=== DOCUMENT ===
And then he tells us that the iPhone releases specifically do bring better short-term stock performance for this secret stock:
“Outperforming Apple and CRUSHING The Market!
“Almost every year… like clockwork… this stock takes off when Apple-crazed consumers start buying up the latest version of the iPhone. Have a look:
- Up 79% in 9 months after the iPhone 3GS went on sale June 19, 2009.
- Up 95% in 5 months after the iPhone 4 launched June 24, 2010.
- Up 39% in 3 months after the iPhone 4S was released October 7, 2011.”
And he shows a chart of the big outperformance of this stock — since early 2008 the stock is up about 350%, while AAPL is up more like 250-300% over that time. I would only note that the chart move obscures the fact that for the last two years, AAPL has done far better than this secret stock — thanks largely to the fact that the unnamed stock has had huge spikes up and down and is currently down dramatically from recent highs.
And here’s his take on the big increase in data caused by iPhone usage:
“iPhones need fast, limitless access to data… available 24/7… and streamed from cell towers and buildings all over the world.
That may not sound like a big deal…
“But if you’ve ever received a shockingly large cell phone bill after watching streaming video or excessively browsing the web… you’ll know data doesn’t come cheap.
“It’s the most expensive part of your bill!
“And nobody knows that more than iPhone owners. Because they consume more data than anyone else.
“iPhone users are the world’s data hogs
“They make up a whopping 80 percent of world’s heaviest data users, according to tech research firm Analysys Mason.
“In fact, last year alone… thanks in part to the release of Apple’s most data-hungry smartphone the iPhone 4S… worldwide mobile data usage DOUBLED!
“And what’s even more astounding is that the amount of mobile Internet traffic in 2011 was greater than all prior years combined!
“And this is just the beginning… According to future projections, mobile and iPhone data usage is set to nearly double EVERY YEAR for the next 3 years!”
And then we get into some specific clues about exactly which “secret” company Wyatt is pitching to benefit from tomorrow’s release:
“… all this skyrocketing data usage means windfall profits for this one company…
“You see, it’s this company that provides all the data iPhone owners need. It owns “virtual pipelines” of data that run to iPhones and allow them to use apps and access the Internet at lightning fast speeds from anywhere, anytime.
“If that sounds complicated… it is. No ordinary company could be tasked with such a vital role.
“In fact, this company’s technology is so important… it’s worked hand-in-hand with Apple for years to develop essential software for the iPhone, iPad, and iPod Touch — ensuring they have the fastest and most reliable mobile Internet access….

=== PROBLEM ===
Set down word for word the passage of the iPhone stock pitch from "And then we" up to and including "from anywhere, anytime.".

=== DATA RECORDS ===
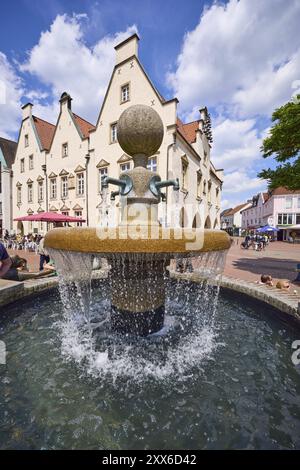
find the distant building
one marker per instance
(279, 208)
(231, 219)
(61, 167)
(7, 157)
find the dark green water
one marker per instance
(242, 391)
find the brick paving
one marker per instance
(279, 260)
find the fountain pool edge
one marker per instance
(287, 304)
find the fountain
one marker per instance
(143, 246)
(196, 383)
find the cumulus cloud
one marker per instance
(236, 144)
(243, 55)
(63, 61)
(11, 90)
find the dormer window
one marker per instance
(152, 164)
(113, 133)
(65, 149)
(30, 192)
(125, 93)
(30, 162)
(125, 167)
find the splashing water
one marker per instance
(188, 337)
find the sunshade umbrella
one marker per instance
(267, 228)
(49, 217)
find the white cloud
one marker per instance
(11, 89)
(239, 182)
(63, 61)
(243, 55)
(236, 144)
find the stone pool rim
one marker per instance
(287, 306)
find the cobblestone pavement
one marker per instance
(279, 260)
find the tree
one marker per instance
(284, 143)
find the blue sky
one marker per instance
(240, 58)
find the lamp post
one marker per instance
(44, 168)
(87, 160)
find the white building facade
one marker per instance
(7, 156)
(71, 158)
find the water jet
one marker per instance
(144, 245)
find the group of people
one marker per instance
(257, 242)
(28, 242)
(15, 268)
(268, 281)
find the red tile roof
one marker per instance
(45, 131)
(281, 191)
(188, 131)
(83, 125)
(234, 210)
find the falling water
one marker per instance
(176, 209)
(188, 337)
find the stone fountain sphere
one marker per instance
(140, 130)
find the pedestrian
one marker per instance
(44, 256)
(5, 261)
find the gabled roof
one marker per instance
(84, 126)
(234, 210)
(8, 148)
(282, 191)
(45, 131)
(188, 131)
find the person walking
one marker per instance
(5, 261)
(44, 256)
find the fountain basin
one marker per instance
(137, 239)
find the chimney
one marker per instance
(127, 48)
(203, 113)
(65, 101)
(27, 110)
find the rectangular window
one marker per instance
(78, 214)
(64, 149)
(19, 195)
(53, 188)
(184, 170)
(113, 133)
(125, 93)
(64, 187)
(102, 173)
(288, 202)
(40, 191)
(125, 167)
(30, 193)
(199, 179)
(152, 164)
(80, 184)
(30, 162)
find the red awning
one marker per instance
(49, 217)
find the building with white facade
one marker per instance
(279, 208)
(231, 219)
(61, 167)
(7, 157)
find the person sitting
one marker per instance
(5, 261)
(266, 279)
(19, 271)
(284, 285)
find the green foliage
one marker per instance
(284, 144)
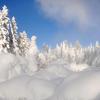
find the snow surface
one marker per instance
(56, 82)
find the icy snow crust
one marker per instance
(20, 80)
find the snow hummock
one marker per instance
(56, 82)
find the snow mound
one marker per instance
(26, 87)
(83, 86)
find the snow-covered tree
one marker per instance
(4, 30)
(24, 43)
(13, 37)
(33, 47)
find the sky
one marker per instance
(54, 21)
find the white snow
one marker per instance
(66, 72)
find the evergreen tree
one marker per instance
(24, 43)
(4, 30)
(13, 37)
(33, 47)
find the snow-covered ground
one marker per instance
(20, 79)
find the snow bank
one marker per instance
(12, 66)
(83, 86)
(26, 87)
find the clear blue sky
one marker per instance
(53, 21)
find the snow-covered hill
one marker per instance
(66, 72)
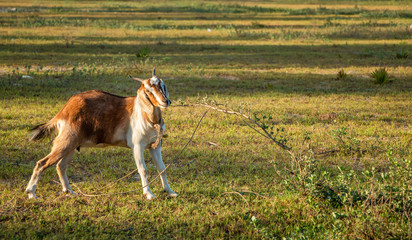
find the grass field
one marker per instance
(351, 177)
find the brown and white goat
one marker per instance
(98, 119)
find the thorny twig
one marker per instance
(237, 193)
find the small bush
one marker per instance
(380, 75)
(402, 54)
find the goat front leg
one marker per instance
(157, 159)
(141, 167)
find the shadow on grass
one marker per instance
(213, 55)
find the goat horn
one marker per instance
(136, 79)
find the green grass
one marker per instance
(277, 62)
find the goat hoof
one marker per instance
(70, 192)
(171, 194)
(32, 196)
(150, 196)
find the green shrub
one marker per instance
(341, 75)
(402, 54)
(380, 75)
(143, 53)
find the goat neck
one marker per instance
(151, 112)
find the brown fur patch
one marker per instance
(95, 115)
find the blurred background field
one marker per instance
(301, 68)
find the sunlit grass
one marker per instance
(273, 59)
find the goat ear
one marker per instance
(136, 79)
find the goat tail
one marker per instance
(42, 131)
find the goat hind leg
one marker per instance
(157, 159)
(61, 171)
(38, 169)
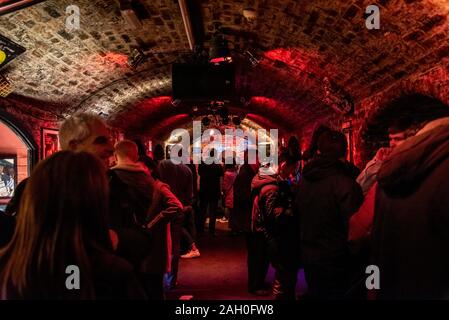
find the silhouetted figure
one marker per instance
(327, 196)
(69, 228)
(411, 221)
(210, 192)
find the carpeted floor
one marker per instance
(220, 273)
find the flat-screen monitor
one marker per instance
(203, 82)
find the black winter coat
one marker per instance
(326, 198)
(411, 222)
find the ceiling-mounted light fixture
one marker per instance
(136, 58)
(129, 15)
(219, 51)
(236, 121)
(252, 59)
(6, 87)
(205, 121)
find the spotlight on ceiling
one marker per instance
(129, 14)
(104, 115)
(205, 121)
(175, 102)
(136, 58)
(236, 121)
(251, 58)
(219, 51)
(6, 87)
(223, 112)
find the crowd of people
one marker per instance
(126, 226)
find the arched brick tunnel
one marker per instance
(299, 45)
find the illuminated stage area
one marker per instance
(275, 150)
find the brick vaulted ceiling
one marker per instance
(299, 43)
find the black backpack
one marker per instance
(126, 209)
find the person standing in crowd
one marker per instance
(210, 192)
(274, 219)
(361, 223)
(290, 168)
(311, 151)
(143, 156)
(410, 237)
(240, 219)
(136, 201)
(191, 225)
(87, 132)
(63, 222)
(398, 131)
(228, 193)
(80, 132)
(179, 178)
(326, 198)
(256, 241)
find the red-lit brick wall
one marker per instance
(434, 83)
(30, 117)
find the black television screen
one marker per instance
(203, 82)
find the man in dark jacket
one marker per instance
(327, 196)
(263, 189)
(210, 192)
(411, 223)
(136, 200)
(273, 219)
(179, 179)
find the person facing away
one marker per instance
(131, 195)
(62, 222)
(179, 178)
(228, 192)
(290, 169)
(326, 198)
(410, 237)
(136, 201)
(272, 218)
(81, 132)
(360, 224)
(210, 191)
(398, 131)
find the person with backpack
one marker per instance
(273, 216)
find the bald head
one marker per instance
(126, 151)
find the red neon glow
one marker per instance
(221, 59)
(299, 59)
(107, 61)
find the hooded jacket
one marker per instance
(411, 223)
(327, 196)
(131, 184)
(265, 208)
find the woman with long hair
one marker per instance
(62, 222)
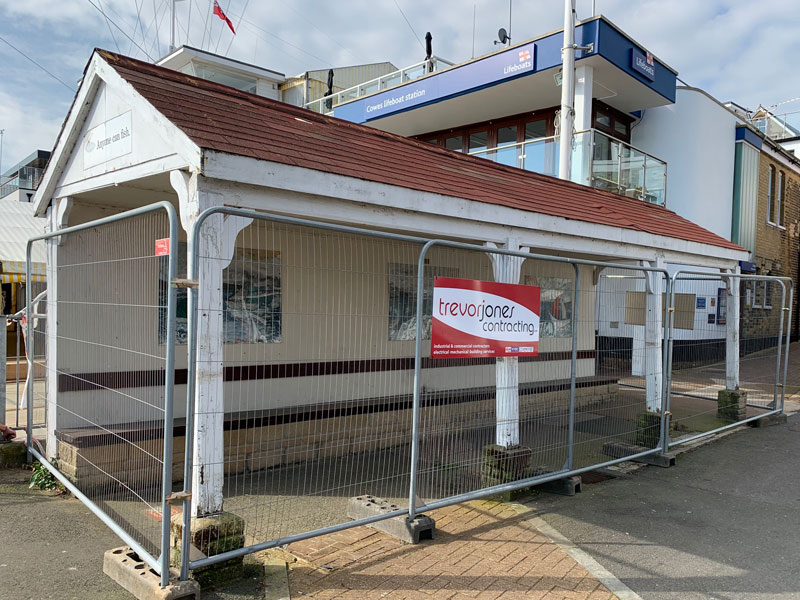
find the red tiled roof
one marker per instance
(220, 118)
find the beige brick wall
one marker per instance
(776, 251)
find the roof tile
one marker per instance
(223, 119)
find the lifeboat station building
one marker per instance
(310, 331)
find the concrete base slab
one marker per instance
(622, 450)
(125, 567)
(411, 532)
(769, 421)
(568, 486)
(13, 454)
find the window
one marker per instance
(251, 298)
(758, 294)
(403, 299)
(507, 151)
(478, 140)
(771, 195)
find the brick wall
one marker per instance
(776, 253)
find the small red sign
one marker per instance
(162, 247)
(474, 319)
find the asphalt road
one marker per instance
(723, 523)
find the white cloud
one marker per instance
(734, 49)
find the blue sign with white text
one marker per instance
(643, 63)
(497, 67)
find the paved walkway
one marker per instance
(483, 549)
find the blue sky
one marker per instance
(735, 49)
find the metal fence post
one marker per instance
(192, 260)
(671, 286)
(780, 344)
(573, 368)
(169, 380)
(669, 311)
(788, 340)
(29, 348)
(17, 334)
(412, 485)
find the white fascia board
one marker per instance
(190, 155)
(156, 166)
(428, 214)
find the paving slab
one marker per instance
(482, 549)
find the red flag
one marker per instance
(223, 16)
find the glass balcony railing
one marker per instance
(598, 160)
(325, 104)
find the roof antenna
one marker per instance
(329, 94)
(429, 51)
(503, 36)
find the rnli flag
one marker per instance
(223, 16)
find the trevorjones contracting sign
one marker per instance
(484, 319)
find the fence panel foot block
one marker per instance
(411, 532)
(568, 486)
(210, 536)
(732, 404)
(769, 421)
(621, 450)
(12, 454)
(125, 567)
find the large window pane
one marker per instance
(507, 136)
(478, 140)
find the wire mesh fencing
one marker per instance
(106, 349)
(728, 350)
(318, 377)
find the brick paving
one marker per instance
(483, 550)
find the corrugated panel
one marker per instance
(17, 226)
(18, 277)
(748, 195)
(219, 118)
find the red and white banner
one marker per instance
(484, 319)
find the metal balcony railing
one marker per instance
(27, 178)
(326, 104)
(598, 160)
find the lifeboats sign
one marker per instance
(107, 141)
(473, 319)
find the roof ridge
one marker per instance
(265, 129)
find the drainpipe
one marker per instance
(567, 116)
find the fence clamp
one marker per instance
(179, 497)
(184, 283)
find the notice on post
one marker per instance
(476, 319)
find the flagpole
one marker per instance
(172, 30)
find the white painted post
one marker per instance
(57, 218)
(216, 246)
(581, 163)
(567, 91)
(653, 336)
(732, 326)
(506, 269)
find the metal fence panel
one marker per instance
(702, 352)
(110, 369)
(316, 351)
* * *
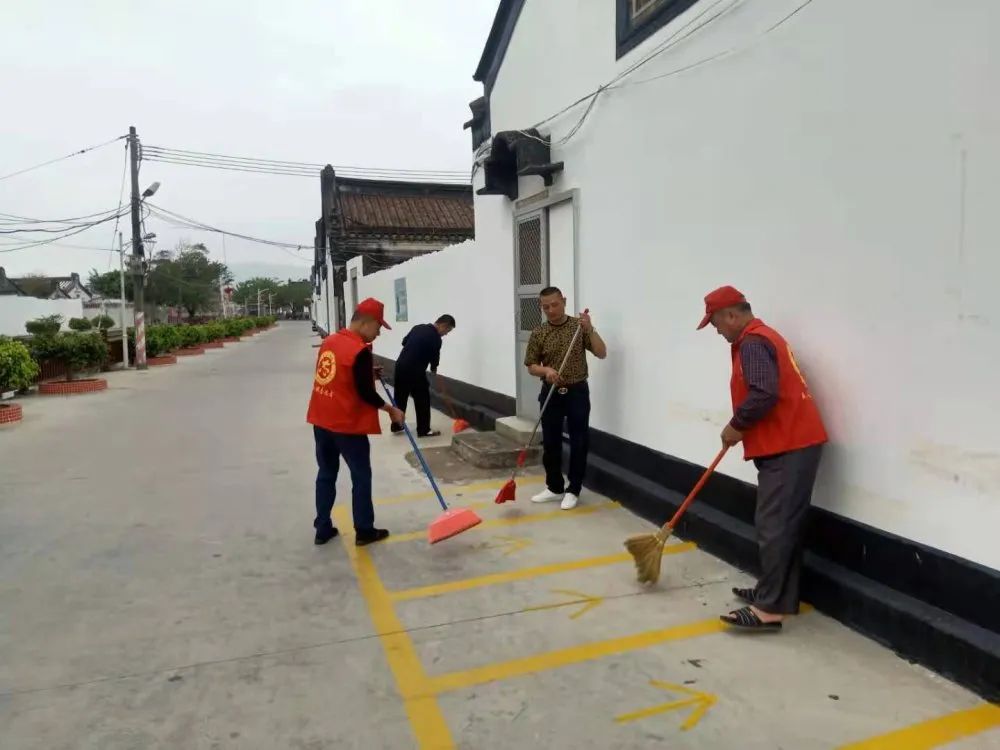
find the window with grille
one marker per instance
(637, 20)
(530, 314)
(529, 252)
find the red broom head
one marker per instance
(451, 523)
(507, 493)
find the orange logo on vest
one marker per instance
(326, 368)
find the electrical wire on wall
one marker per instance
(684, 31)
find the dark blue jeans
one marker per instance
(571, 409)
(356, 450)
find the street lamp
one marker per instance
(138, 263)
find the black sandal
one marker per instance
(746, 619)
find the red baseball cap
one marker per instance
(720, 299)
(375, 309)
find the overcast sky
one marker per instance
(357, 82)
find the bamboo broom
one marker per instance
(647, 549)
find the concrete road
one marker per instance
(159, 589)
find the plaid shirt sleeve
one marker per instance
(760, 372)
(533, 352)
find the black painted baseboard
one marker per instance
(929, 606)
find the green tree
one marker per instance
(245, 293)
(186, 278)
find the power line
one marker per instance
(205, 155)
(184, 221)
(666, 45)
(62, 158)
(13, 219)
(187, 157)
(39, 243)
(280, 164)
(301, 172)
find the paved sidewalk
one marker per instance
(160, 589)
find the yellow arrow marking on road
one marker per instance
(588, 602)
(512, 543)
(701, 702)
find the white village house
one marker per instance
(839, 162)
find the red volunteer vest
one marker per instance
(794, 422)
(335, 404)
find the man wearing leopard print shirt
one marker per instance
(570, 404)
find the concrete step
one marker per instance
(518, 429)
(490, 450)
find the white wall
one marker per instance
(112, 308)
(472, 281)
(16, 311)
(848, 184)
==
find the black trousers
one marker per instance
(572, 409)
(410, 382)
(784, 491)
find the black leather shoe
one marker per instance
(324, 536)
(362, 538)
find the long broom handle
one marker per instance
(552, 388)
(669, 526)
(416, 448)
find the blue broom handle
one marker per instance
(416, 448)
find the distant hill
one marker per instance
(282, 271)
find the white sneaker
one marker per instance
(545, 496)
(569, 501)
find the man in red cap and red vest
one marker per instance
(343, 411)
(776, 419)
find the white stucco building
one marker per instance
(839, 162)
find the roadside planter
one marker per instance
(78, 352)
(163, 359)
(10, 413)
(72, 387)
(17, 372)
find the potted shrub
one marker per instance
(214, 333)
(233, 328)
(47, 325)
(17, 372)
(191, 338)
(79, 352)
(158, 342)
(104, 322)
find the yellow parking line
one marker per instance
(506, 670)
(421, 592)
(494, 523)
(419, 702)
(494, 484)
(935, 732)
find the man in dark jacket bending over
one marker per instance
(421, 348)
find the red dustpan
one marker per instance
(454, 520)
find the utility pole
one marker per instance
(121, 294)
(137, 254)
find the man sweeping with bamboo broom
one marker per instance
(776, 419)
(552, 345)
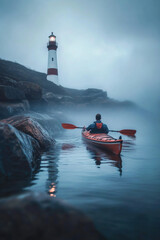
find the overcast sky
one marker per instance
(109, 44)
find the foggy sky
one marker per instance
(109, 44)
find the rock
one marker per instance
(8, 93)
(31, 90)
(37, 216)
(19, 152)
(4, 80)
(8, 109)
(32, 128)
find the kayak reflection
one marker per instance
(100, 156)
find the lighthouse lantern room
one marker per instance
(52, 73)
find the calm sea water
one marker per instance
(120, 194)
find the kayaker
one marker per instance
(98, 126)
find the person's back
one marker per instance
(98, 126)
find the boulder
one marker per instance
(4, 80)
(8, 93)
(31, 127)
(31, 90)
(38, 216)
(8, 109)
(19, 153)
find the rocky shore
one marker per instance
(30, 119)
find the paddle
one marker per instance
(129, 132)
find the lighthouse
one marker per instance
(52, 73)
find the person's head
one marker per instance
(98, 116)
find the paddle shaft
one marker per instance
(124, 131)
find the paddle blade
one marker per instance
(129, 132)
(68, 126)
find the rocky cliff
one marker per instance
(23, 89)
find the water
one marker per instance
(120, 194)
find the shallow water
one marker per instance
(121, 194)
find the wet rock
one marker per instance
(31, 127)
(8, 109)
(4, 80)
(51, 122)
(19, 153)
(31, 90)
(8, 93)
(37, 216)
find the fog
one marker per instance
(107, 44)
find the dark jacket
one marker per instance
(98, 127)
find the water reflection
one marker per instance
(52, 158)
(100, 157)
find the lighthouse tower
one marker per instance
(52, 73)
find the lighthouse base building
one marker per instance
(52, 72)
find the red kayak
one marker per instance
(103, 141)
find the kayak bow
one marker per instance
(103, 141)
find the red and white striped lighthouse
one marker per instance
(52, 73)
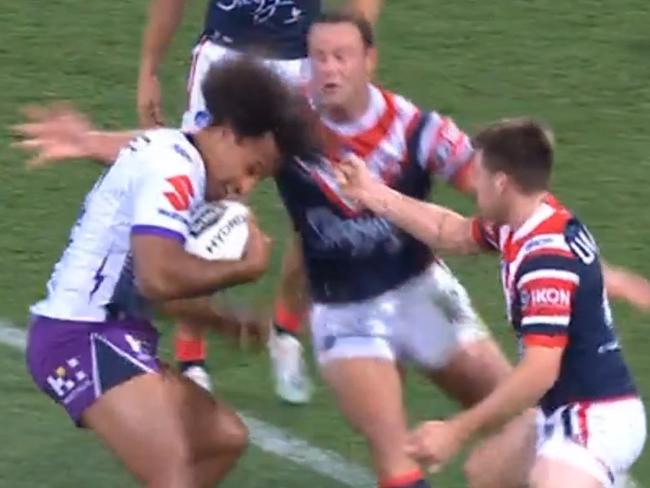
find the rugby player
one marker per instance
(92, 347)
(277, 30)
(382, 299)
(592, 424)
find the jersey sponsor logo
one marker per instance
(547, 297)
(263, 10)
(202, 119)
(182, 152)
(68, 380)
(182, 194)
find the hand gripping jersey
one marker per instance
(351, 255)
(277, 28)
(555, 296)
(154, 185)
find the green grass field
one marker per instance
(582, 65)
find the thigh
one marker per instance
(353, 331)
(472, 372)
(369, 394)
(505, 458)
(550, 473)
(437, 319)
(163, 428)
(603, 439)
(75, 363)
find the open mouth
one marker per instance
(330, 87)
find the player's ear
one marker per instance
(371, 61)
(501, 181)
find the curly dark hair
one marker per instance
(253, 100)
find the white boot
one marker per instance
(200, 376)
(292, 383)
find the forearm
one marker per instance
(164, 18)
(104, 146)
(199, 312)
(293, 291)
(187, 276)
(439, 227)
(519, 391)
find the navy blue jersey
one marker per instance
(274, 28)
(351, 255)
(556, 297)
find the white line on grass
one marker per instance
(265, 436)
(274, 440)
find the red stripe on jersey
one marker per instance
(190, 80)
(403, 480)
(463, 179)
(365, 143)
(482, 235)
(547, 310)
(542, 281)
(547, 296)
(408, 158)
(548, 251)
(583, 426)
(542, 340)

=== RESPONSE TO THIS EXERCISE ===
And then we get into some specific clues about exactly which “secret” company Wyatt is pitching to benefit from tomorrow’s release:
“… all this skyrocketing data usage means windfall profits for this one company…
“You see, it’s this company that provides all the data iPhone owners need. It owns “virtual pipelines” of data that run to iPhones and allow them to use apps and access the Internet at lightning fast speeds from anywhere, anytime.